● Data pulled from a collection
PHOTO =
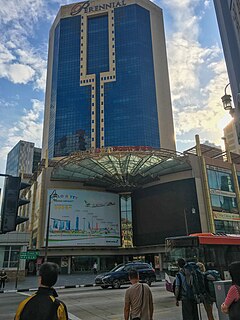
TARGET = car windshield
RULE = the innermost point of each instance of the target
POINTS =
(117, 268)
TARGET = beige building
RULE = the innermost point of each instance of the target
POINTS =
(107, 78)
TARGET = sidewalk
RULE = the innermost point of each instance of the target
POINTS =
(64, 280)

* * *

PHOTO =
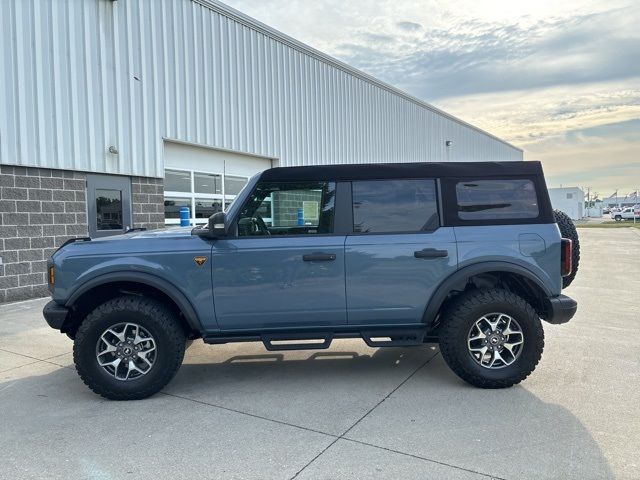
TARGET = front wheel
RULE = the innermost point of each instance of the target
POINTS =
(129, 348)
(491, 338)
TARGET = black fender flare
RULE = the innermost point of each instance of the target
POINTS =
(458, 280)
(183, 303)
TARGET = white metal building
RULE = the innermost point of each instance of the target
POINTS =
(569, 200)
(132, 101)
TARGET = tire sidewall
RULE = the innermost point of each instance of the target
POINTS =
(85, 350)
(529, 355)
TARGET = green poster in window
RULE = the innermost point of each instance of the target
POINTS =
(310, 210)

● PROBLEM TO WORK ON
Filter the records above, keeping only the lines that contain the word "building". Copy each of those lines without changes.

● SOLUTION TO THIS TASK
TARGET = beige building
TARGET = white metal building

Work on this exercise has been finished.